(Extracted entries Opens)

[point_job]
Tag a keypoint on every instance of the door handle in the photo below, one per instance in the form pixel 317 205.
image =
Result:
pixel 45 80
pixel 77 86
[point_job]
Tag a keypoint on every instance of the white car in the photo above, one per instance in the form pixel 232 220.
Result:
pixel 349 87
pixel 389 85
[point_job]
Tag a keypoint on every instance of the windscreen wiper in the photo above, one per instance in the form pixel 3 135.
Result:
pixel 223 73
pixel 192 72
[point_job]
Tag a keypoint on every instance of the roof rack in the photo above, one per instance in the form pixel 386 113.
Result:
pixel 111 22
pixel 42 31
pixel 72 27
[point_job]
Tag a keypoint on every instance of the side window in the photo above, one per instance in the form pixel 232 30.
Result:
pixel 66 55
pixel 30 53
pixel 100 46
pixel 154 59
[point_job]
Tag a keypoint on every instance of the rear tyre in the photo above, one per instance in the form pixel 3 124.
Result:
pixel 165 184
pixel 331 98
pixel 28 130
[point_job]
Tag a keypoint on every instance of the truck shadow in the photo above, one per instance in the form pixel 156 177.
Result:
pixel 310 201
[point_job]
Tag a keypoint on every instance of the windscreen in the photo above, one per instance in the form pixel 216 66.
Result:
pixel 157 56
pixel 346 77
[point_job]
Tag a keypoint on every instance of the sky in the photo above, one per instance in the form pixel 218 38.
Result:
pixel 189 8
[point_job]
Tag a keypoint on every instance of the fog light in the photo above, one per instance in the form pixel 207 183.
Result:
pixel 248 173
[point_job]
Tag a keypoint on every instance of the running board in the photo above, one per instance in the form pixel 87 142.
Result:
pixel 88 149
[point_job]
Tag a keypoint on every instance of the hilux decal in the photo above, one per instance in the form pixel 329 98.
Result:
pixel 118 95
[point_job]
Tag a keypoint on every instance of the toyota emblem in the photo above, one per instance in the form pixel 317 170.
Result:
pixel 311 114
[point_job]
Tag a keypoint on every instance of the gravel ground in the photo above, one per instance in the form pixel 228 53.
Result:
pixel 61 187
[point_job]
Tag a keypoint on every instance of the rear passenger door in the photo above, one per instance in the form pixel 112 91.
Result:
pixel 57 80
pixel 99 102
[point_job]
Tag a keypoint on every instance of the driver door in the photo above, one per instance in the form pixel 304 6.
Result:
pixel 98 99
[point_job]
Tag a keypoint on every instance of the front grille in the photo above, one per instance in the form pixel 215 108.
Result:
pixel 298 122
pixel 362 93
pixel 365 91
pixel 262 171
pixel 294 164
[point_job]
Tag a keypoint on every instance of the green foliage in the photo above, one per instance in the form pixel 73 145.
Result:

(Extracted entries Closes)

Assignment:
Repeat the material above exactly, beginning with its first line and ending with the line that holds "Tag a keypoint on every instance of the sky", and leave out everything else.

Solution for this task:
[point_job]
Tag a keypoint on every instance of the door handle in the photo below, one per instance in the form pixel 317 205.
image =
Result:
pixel 45 80
pixel 77 86
[point_job]
Tag a keypoint on every instance of the white car in the photo above, one per instance in the form pixel 232 220.
Result:
pixel 349 87
pixel 389 85
[point_job]
Tag a keypoint on every instance of the windscreen wiper in the photo above, one per instance in the form pixel 3 135.
Result:
pixel 223 73
pixel 192 72
[point_job]
Tag a keypoint on every instance of the roof rack in the photo above, one per instance in the form pixel 386 113.
Result:
pixel 111 22
pixel 42 31
pixel 72 27
[point_job]
Tag a keypoint on every instance of the side window in the photo above, one per instance in the form pixel 232 30.
Result:
pixel 66 55
pixel 30 53
pixel 100 46
pixel 154 59
[point_job]
Tag a keypoint on every instance of the rear tyre in the photo above, one per instance in the form pixel 3 124.
Result:
pixel 165 184
pixel 331 98
pixel 28 130
[point_job]
Tag a keypoint on every instance of the truck shadow in the photo above, one per instance in the form pixel 156 177.
Result:
pixel 310 201
[point_job]
Tag a keypoint on every instance of the windscreen in the photo above, one per instance in the form pixel 216 66.
Result:
pixel 157 56
pixel 346 77
[point_job]
Tag a keypoint on every instance of the sky in the photo above, one per instance in the form pixel 218 38.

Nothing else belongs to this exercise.